[Natural-language object grounding data]
+++

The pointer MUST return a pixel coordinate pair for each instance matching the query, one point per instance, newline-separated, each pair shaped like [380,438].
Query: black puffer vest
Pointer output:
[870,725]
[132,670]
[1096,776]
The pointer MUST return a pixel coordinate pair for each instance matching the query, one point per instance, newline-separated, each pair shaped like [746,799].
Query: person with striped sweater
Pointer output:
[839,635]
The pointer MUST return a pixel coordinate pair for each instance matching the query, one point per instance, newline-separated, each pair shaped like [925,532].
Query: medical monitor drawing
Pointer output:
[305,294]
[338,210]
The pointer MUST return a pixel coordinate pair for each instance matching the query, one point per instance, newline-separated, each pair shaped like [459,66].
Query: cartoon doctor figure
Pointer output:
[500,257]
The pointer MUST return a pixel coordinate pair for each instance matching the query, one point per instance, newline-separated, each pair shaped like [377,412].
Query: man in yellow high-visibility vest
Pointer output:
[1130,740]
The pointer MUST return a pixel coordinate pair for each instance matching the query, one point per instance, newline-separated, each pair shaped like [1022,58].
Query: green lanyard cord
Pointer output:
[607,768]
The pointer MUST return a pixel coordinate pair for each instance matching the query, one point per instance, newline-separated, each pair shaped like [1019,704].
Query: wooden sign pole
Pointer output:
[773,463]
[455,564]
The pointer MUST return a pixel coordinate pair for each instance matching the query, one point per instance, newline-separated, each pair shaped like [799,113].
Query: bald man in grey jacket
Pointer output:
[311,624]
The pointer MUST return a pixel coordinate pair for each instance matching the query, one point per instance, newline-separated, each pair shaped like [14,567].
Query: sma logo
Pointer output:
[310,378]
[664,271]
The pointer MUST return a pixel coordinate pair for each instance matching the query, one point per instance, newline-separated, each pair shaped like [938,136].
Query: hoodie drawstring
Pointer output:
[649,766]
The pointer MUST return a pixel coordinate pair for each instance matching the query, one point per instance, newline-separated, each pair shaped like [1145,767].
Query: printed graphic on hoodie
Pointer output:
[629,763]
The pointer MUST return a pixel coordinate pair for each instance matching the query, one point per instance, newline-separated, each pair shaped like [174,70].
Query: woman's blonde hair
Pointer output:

+++

■ Task description ■
Lines from the one containing "Query: sma logo" through the final line of the entries above are to be output exactly; omit all others.

■ Answer to this task ■
Query: sma logo
Pointer output:
[310,378]
[664,271]
The pointer MUST return a pixel coordinate pair for each instance matching the query, one point per instance, newline-separated, each pair shaped like [938,136].
Query: hoodie drawstring
Pointer output:
[649,766]
The pointer MUST return a pixel coordinate pair for each instance matching the query, one point per instance, newline-separated, each pair shaped like [1145,767].
Query: printed graphic on hoodie
Pointer output:
[629,763]
The pointer MUST return a pixel coordinate pair for each instance matching the query, one point per instance, newline-separated, each pair shaped like [174,70].
Query: woman's blonde hair
Pointer output:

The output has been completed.